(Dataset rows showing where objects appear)
[start]

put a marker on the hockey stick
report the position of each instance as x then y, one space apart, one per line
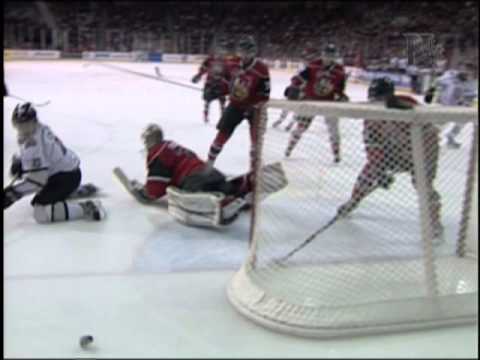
332 221
34 104
127 185
14 178
153 77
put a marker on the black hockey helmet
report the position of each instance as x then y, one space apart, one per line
247 47
152 135
381 88
24 113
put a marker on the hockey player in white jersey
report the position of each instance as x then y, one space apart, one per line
47 168
454 88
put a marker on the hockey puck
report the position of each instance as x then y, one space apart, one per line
85 341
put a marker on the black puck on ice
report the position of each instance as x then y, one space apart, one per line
85 340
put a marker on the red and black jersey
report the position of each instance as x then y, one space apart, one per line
319 81
168 163
250 85
215 68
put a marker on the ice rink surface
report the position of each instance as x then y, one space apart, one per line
142 284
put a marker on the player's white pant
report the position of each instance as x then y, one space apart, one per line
60 211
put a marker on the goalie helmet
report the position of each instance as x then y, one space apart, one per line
24 113
247 48
465 70
381 88
152 135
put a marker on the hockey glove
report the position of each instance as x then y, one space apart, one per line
196 78
342 97
140 192
10 196
16 167
429 95
393 102
292 93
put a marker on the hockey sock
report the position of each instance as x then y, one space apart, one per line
217 146
60 211
205 111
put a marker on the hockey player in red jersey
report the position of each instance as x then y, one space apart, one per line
322 79
389 151
308 54
250 89
217 82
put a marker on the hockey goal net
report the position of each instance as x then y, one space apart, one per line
384 267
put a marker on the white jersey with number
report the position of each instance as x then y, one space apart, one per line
43 155
452 91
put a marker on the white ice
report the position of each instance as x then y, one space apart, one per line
141 283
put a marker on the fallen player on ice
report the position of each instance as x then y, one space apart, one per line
197 194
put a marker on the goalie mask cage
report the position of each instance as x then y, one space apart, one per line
380 269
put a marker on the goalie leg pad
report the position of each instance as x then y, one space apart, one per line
195 209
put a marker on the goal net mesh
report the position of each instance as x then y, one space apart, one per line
404 257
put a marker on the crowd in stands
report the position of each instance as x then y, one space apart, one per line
375 31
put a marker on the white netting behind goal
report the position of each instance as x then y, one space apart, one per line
405 257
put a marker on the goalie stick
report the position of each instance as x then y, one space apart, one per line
327 225
130 188
85 191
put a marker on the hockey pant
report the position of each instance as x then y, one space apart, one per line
50 205
227 124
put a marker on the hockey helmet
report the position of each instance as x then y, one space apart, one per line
152 135
24 120
381 88
247 47
23 113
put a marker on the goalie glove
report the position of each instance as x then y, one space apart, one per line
196 78
140 191
342 97
292 93
10 195
16 169
429 95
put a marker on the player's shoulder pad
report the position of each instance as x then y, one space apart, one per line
30 143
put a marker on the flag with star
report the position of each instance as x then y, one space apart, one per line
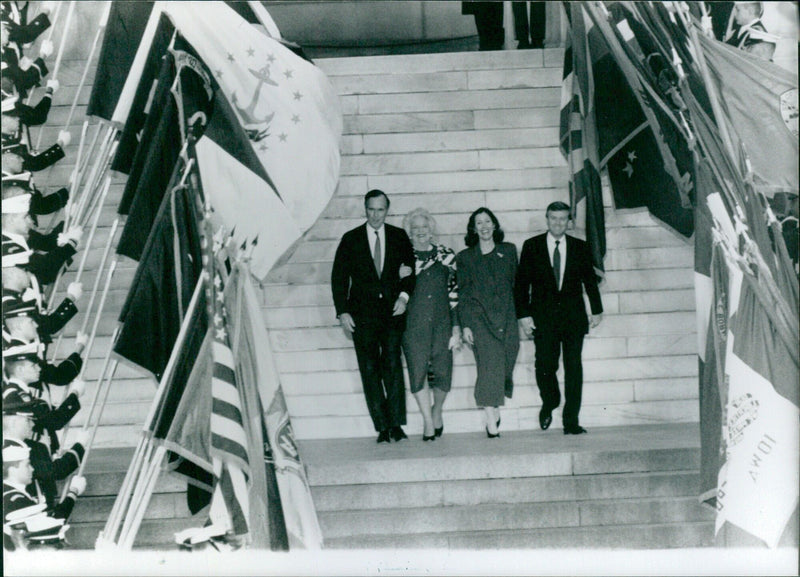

[end]

> WRITTEN REQUEST:
Arrange all of the entries above as a JSON list of strings, with one string for each line, and omit both the blank lines and the pictures.

> EXERCISE ANSWER:
[
  "put a marker on the hockey stick",
  "report the position of each instance as x then y, one space apart, one per line",
  "332 221",
  "34 104",
  "127 185",
  "14 178",
  "153 77",
  "put a marker on the black hockey helmet",
  "report the position of each instance as x then y, one space apart, one per line",
  "247 47",
  "152 135",
  "381 88",
  "24 113",
  "put a marker on the hockey player in white jersey",
  "report the position of each instance as x then y, one space apart, one per line",
  "47 168",
  "454 88",
  "put a marker on the hockey puck",
  "report the position of each instance as x then y, one space apart, one per line",
  "85 341",
  "put a marker on the black puck on ice",
  "report the position of each instance as x then y, one space apart, one per line",
  "85 340",
  "put a marker on the red and black jersey",
  "report the position of each instance as x then y, one space apart, one per line",
  "319 81",
  "168 163",
  "250 85",
  "215 68",
  "put a marker on the ice rink surface",
  "report the position of each instance as x then y, one space apart, one per line",
  "142 284",
  "put a marker on the player's white pant",
  "report the position of each instance as x then y, one space apart, one per line",
  "60 211",
  "put a marker on the goalie helmet",
  "report the position of each instance as x then y, one space apart, one per line",
  "24 113",
  "247 48",
  "465 70",
  "381 88",
  "152 135",
  "put a marker on the hockey glove",
  "report the position of each instance as x then y, one space apart, one per line",
  "196 78",
  "342 97",
  "140 192",
  "10 196",
  "16 167",
  "429 95",
  "393 102",
  "292 93",
  "put a marker on the hockey sock",
  "report the position of each instance as x then y, one space apart, one per line",
  "217 146",
  "60 211",
  "205 111",
  "put a marker on the hockey player in red jersey",
  "report the position of each instance as x then y, one space apart, one per line",
  "322 79",
  "389 151",
  "308 54",
  "250 89",
  "217 82",
  "put a marker on the hockey goal net",
  "report the position of each instance as x then y, one space apart, one per line",
  "384 267",
  "put a marker on the white jersey with number",
  "report the position of each instance as x then y, one space apart, one per line",
  "43 155",
  "452 91",
  "put a marker on the white ice",
  "report the position of each instance as x then y, one space apart, one per line",
  "141 283",
  "put a marker on the fallen player on ice",
  "report the position of each instance as x then y, one space apart, one per line",
  "197 194",
  "put a marker on the goalie mask cage",
  "report the position of each instance as x then y, one space apart, one per line",
  "380 269",
  "put a marker on the goalie leg pad",
  "report the position of each instance as x then y, one space apart, one per line",
  "195 209",
  "put a marker on the goal net mesh",
  "report the position of each instance as x then y, one space apart, one per line",
  "404 257",
  "put a marker on the crowd in stands",
  "report the position of each instance as x then y, one space apart, one per line",
  "375 31",
  "put a marker on the white netting behind goal",
  "report the position of each instance as x then y, one space apart, one per line",
  "405 257",
  "put a marker on the goalie stick",
  "report the position of each instance as x then y, one space apart, one per line",
  "327 225",
  "130 188",
  "85 191",
  "put a marker on the hockey pant",
  "report the position of each instance as x then y, one space apart, one per line",
  "50 205",
  "227 124",
  "put a marker on the hockey helmet",
  "report the position of each instance as x then y, one space apart, one per line",
  "152 135",
  "24 120",
  "381 88",
  "247 47",
  "23 113",
  "put a marker on the goalie glove",
  "report the position of each instance as x then y, one space apart, one per line",
  "196 78",
  "140 191",
  "342 97",
  "292 93",
  "10 195",
  "16 169",
  "429 95",
  "put a marker on the player's shoulder pad",
  "report the position of each instance as x then y, one space apart, one per line",
  "30 143",
  "put a marker on the flag with star",
  "report the position of each instance as x then y, one space apart, one per line"
]